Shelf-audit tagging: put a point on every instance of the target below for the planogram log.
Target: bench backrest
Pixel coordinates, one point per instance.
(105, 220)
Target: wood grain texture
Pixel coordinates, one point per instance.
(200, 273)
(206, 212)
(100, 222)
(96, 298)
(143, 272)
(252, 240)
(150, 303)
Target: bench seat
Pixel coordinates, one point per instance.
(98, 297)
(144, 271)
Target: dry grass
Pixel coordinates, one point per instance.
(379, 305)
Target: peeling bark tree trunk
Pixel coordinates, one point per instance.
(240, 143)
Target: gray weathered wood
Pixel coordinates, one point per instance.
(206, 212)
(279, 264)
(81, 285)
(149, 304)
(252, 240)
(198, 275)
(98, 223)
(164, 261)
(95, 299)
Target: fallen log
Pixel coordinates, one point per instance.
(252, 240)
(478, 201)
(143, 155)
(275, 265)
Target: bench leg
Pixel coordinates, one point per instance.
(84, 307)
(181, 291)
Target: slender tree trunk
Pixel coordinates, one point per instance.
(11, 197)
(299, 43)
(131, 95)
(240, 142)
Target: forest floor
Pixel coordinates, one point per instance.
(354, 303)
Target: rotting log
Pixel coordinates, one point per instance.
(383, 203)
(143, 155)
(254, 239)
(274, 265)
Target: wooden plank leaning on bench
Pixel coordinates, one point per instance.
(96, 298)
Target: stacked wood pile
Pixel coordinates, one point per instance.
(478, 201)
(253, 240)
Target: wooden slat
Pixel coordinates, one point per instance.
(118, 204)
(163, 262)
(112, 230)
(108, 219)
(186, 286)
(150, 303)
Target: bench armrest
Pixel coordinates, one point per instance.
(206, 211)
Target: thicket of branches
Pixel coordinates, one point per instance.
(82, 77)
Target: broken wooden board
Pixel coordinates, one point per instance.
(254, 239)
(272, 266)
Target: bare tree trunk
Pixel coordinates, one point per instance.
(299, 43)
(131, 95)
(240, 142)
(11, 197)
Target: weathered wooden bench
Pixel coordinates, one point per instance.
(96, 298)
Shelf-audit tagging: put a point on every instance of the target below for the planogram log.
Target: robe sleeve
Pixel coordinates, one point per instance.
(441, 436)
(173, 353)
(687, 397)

Exercise prompt: Write out every item above again, word for word, with all of its lines and coordinates unchanged.

Output of the task:
Shelf-audit tagging: put a point on every instance of the target below for the planogram log.
Target: bench backrest
Pixel coordinates, one point per instance.
(105, 220)
Target: wood grain texture
Pixel coordinates, one point per instance.
(200, 273)
(206, 212)
(100, 222)
(96, 298)
(143, 272)
(252, 240)
(150, 303)
Target: bench seat
Pixel coordinates, one point per instance.
(98, 297)
(144, 271)
Target: dry grass
Pixel coordinates, one point per instance.
(379, 305)
Target: peeling bark tree trunk
Pixel coordinates, one point per instance.
(240, 143)
Target: gray weathered wood
Pixel coordinates, one point per instance.
(206, 212)
(279, 264)
(81, 285)
(149, 304)
(252, 240)
(198, 275)
(98, 223)
(164, 261)
(95, 299)
Target: fallen log
Pixel coordinates, one point per instance.
(252, 240)
(478, 201)
(143, 155)
(275, 265)
Target: bench leg
Pixel coordinates, one point per instance.
(84, 307)
(181, 291)
Target: slender tree trunk
Pixel coordinates, one point per instance.
(11, 197)
(299, 43)
(131, 95)
(240, 142)
Target: forest floor
Pixel coordinates, one point per instance.
(354, 303)
Target: rotting log
Pixel coordinates, one point per instance.
(383, 203)
(143, 155)
(254, 239)
(274, 265)
Target: wooden plank leaning on bench
Pixel coordinates, one point per instance.
(96, 298)
Target: stacked wood pile
Pixel coordinates, one point per instance.
(478, 201)
(253, 240)
Target: wooden slat
Pixel coordinates, one point per instance.
(118, 204)
(163, 262)
(112, 230)
(108, 219)
(186, 286)
(150, 303)
Target: bench armrest
Pixel coordinates, one point per instance.
(206, 211)
Target: thicket of branches
Pixel coordinates, one point per instance.
(82, 77)
Target: broken wooden board
Pixel coordinates, one point per instance.
(254, 239)
(272, 266)
Target: bare tree trunk
Pixel coordinates, one point per instance.
(299, 43)
(131, 95)
(240, 142)
(11, 197)
Target: weathered wooden bench
Pixel coordinates, one point per instance.
(96, 298)
Shelf-audit tagging: put a point on every instance of the target below for the planogram log.
Target: robe sleeve
Pixel coordinates, one point per instance.
(441, 436)
(173, 353)
(687, 397)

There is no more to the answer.